> **AIM OF THE TASK**:
Beginning with the line containing "Check that every instance of the arched transom" and ending with the last line of the records, set down every line exactly.

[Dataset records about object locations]
[start]

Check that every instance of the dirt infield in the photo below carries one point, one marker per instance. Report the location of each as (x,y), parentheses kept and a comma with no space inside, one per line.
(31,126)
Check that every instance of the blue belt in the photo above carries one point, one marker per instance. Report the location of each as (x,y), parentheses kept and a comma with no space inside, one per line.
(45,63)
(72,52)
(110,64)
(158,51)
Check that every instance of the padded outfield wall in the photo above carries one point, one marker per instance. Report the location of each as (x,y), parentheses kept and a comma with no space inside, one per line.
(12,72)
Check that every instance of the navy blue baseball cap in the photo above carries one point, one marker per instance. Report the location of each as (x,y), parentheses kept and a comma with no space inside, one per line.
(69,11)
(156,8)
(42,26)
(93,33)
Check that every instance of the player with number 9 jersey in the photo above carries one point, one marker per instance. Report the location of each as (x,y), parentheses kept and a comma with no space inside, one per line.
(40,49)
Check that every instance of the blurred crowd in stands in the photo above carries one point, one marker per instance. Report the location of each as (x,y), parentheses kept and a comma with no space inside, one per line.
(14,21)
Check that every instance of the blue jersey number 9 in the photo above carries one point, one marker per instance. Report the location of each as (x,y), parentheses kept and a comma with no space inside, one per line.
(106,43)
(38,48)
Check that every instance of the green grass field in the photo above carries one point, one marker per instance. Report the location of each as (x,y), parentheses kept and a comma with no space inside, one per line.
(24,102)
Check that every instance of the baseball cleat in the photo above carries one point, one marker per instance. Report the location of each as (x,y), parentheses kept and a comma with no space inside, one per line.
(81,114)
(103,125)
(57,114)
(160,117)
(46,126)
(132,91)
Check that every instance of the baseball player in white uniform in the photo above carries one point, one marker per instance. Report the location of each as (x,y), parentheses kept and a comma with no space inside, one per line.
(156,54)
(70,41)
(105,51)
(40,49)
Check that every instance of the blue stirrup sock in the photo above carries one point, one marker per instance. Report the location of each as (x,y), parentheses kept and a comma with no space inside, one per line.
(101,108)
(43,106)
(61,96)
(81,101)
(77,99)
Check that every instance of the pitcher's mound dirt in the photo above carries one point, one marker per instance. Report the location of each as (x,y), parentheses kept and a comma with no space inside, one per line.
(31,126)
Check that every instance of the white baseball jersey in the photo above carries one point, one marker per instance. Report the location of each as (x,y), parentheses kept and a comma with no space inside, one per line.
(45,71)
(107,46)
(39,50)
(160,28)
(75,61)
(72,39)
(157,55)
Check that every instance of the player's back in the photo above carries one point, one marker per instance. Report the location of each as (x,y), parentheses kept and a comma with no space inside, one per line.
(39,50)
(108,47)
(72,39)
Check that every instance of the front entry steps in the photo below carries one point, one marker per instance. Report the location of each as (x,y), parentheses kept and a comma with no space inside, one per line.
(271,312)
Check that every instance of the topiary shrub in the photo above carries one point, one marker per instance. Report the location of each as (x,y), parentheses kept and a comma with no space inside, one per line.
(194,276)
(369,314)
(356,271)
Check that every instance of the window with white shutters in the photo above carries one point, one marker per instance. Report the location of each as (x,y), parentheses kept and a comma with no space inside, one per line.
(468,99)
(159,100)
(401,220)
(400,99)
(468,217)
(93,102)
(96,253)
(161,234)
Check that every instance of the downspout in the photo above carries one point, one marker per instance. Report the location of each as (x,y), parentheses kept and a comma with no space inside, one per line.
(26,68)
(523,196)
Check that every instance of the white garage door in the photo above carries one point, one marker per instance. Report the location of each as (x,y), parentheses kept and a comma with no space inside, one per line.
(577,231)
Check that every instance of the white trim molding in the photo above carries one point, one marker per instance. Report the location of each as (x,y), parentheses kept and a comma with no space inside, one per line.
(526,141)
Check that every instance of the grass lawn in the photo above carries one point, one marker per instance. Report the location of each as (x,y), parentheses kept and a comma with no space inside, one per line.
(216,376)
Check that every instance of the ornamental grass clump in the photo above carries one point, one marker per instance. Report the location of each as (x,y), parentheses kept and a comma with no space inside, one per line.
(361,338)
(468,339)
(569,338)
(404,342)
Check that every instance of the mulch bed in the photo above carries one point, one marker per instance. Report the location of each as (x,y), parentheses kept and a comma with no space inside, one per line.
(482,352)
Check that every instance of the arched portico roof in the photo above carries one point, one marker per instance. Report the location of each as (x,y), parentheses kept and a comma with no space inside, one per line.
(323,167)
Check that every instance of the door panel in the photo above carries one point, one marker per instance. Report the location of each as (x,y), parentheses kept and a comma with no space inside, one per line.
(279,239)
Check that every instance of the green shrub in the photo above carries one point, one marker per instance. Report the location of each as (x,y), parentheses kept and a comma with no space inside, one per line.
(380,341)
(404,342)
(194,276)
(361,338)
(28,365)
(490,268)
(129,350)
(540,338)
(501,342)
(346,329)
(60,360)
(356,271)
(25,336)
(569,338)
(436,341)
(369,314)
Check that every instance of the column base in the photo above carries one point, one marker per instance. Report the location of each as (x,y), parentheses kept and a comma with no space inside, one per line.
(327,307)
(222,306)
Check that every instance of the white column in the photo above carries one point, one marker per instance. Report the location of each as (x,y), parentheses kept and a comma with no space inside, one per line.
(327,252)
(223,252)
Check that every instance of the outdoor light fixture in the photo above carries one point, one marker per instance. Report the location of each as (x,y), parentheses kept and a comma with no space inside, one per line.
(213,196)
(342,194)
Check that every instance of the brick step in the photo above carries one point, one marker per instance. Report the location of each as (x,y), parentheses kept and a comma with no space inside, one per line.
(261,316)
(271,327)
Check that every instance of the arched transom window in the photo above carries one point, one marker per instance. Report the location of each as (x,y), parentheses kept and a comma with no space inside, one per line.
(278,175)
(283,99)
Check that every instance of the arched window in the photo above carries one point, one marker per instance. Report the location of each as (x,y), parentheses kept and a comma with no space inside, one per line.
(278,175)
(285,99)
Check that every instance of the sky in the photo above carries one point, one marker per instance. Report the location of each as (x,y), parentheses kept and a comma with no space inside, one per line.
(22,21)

[end]

> **RESULT OF THIS TASK**:
Check that every instance of the arched transom window in the photo above carries one point, one marker per instance. Report the location of each as (x,y), parentheses kept and a comma with no space inside, one per line.
(278,175)
(283,99)
Check that every instance of the arched window in the photo above carries one point, one marker per instance. Report the location of each as (x,y), parentheses kept and a comma with no space inside, one per line.
(278,175)
(285,99)
Check that every instance of the sky in the photo above carries one point, one marker per instance. Report the location of each as (x,y), parentheses kept and a comma with no space inside, one per line.
(22,21)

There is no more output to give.